_YOUR OBJECTIVE_
Your response should consist of every record, exactly as given.

_DATA SUPPLIED_
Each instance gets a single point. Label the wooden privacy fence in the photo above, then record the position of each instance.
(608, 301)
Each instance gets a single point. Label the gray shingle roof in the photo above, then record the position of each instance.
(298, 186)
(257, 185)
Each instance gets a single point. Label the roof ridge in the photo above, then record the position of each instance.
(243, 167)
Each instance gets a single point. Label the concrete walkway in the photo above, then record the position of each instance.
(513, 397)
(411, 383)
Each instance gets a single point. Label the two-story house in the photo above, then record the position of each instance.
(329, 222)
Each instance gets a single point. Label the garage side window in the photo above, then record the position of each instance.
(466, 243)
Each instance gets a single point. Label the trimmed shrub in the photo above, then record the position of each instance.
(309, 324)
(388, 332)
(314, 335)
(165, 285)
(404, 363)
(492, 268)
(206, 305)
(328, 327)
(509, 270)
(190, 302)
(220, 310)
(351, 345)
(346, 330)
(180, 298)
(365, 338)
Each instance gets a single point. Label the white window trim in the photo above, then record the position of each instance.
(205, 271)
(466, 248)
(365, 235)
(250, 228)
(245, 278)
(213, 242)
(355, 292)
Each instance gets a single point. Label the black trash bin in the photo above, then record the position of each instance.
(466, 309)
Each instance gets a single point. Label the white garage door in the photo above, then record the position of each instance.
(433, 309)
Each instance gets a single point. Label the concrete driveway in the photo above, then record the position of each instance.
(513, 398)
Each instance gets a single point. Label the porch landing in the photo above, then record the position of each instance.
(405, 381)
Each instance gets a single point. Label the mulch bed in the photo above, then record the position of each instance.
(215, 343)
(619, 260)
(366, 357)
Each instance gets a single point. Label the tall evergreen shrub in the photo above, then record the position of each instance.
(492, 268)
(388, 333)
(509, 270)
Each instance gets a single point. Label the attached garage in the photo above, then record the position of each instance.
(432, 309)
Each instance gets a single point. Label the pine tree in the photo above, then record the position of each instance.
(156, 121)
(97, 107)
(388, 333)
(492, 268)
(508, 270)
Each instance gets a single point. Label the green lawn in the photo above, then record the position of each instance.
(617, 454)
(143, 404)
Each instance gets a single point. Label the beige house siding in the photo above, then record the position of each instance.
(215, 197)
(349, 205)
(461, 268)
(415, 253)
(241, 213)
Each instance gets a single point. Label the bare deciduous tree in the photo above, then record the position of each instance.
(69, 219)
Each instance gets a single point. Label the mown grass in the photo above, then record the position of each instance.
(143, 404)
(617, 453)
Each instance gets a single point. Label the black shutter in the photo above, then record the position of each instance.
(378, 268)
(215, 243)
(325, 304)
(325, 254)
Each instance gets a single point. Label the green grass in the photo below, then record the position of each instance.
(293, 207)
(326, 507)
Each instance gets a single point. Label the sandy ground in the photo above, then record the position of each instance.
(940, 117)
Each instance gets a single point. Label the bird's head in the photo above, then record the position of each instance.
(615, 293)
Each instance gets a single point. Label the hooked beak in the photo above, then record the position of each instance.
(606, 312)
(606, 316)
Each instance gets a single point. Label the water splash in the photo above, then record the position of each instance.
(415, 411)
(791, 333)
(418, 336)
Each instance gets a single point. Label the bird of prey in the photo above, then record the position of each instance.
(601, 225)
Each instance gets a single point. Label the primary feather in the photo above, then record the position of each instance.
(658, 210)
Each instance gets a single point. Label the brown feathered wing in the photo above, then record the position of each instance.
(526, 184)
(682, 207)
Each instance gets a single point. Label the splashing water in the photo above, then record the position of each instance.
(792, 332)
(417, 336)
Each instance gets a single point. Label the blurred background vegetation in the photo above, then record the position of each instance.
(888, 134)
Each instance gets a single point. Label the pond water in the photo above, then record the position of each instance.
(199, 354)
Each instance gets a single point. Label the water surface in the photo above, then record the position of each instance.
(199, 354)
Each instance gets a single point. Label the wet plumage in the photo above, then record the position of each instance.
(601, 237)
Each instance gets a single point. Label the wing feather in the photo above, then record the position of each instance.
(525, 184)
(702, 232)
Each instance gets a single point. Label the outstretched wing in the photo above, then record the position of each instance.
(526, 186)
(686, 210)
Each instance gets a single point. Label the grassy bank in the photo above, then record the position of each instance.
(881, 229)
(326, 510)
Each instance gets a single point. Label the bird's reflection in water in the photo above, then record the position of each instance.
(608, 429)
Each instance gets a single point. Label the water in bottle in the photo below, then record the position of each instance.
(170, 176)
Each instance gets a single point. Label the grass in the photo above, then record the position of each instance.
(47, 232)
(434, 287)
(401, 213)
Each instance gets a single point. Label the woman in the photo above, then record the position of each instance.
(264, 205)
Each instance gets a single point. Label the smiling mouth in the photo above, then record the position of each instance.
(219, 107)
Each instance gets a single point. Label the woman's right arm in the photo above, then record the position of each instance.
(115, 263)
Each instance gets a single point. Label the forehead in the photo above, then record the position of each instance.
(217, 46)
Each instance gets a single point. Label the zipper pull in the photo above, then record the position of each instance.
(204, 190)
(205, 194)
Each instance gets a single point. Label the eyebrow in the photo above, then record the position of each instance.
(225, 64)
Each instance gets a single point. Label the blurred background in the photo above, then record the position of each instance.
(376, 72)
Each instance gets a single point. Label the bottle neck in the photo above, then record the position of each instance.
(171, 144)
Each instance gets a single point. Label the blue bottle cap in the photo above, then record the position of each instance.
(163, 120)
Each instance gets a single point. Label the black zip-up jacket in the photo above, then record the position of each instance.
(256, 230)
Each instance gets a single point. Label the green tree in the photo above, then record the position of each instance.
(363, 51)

_OUTPUT FOR THIS EXERCISE_
Each instance gets a single point. Label the wooden privacy fence in the photo above, then record the position of each instance.
(608, 301)
Each instance gets a single point. Label the gray shingle roof in the photo above, then record the position of each instance.
(298, 186)
(257, 185)
Each instance gets a single point. Label the roof ridge in the photo above, then record the position of each instance.
(243, 167)
Each instance gets a single point. Label the concrete walkway in the photo above, then record the position of each instance.
(513, 397)
(411, 383)
Each instance gets a single point. Label the two-story house in the photo above, then record the position of each instance.
(329, 222)
Each instance gets a single point. Label the garage side window in the photo above, then record the position of each instance.
(466, 243)
Each instance gets a single point. Label the trimmed shrub in the photo above, then record the position of each instance.
(309, 324)
(388, 332)
(314, 335)
(165, 285)
(404, 363)
(492, 268)
(206, 305)
(328, 327)
(509, 270)
(190, 302)
(220, 310)
(351, 345)
(346, 330)
(180, 298)
(365, 338)
Each instance gets a single point. Label the white window trim in the photo above, then record the position of each instance.
(205, 271)
(466, 248)
(365, 235)
(250, 228)
(245, 278)
(213, 242)
(355, 292)
Each instance gets a single point. Label the black trash bin in the photo above, then record the position of each instance.
(466, 309)
Each instance gets a single point. Label the white garage door in the photo above, then record the position of each instance.
(433, 309)
Each instance gets a single point. Label the concrete driveway in the photo above, then record the position of each instance.
(513, 398)
Each instance gets a single point. Label the porch landing in the photo above, then record the position of each instance.
(405, 381)
Each instance gets a single point. Label the mulch bed in the photo above, then record the position of each instance.
(215, 343)
(619, 260)
(366, 357)
Each instance gets a single point. Label the tall evergreen shrub in the photo above, then record the position of each instance.
(492, 268)
(388, 333)
(509, 270)
Each instance gets a single point. Label the attached garage in the photo above, then record the position of each instance.
(432, 309)
Each instance gets a single point. Label the pine tree in the photo above, then record the position of each instance.
(156, 121)
(97, 107)
(388, 333)
(492, 268)
(508, 270)
Each instance gets a single point. Label the green lawn in the photo above, then record the position of each instance.
(617, 454)
(143, 404)
Each instance gets a single point. Label the beige house siding in the photo above, then record the position of each instance.
(215, 197)
(349, 205)
(461, 268)
(415, 253)
(241, 213)
Each instance gets a single point. Label the bare deciduous tree in the photo above, then record the position of each instance.
(69, 219)
Each instance gets a single point. Label the mown grass in the photo above, then record the position of each instance.
(143, 404)
(617, 453)
Each instance gets a single point. Label the black shutter in the photo above, then record the position of each instance.
(378, 268)
(215, 243)
(325, 304)
(325, 254)
Each instance gets a single point. Label the green grass in the photo below, then record the position of each instance.
(293, 207)
(326, 507)
Each instance gets a single point. Label the sandy ground in the photo above, then record the position of each instance.
(940, 117)
Each instance gets a single point. Label the bird's head in the photo above, then record the position of each instance.
(615, 293)
Each instance gets a single point. Label the hooked beak in the photo above, then record the position of each instance.
(606, 312)
(606, 316)
Each instance gets a single point. Label the water splash in the photo above, then record the position of each instance.
(415, 411)
(791, 333)
(418, 336)
Each instance gets a single point. Label the bird of prey in the photo above, then record the position of each instance.
(601, 225)
Each instance gets a single point. Label the primary feather in the photo above, then record the position of each instance.
(658, 210)
Each instance gets a single point. Label the brown feathered wing in the photo above, then record the position of each instance.
(526, 184)
(682, 207)
Each instance gets a single point. Label the splashing water in the photo above, then record the position of each instance.
(792, 332)
(417, 336)
Each instance gets a single point. Label the blurred background vegetation in the photo above, then record the position of each instance.
(888, 134)
Each instance gets a single point. Label the pond water in the photo above, then record the position of each instance.
(199, 354)
Each instance gets a single point. Label the water surface in the photo above, then record the position of each instance.
(199, 354)
Each instance gets a single point. Label the wet plumage in the photo above, then record the position of each instance.
(601, 237)
Each instance gets a single point. Label the wing feather in the photo above, then record the position of each instance.
(525, 184)
(702, 232)
Each instance gets a single point. Label the outstretched wing in the photo above, then record the position of each instance.
(526, 186)
(686, 210)
Each instance gets a single point. Label the grassy bank in the photo above, then record the position of each instance.
(881, 229)
(326, 510)
Each instance gets a single point. Label the bird's reflection in water in the photo above, then record the position of each instance.
(608, 429)
Each instance gets a single point. Label the water in bottle in the photo below, then record the position of each instance.
(170, 176)
Each instance gets a single point. Label the grass in the photo above, then record the position of each instance.
(47, 232)
(434, 287)
(401, 213)
Each instance gets a single point. Label the woman in the photo above, then record the position of each instance.
(264, 205)
Each instance gets a single point. Label the smiling mouth in the photo above, then record the position of each instance.
(219, 107)
Each instance gets a single point. Label the woman's right arm in the photo above, then record the position of each instance.
(115, 263)
Each instance gets a single point. Label the forehead in the photo above, then record the position of each instance.
(217, 46)
Each instance gets a single point. Label the zipper pull in the photo above, then record the position of each instance.
(204, 190)
(205, 194)
Each instance gets a single point. Label the eyebrow in the photo above, then record the position of each instance.
(225, 64)
Each instance gets a single point. Label the blurred background in the photo above, then record the position of each instance.
(376, 72)
Each instance gets a single point. Label the bottle neck in the photo above, then record the position of each instance.
(171, 144)
Each instance gets a single point. Label the blue bottle cap in the photo above, then record the position of each instance.
(163, 120)
Each instance gets a single point. Label the black zip-up jacket in the photo above, then record the position of each instance.
(256, 230)
Each instance gets a single point. Label the green tree in the photo above, then record the position of each instance.
(363, 51)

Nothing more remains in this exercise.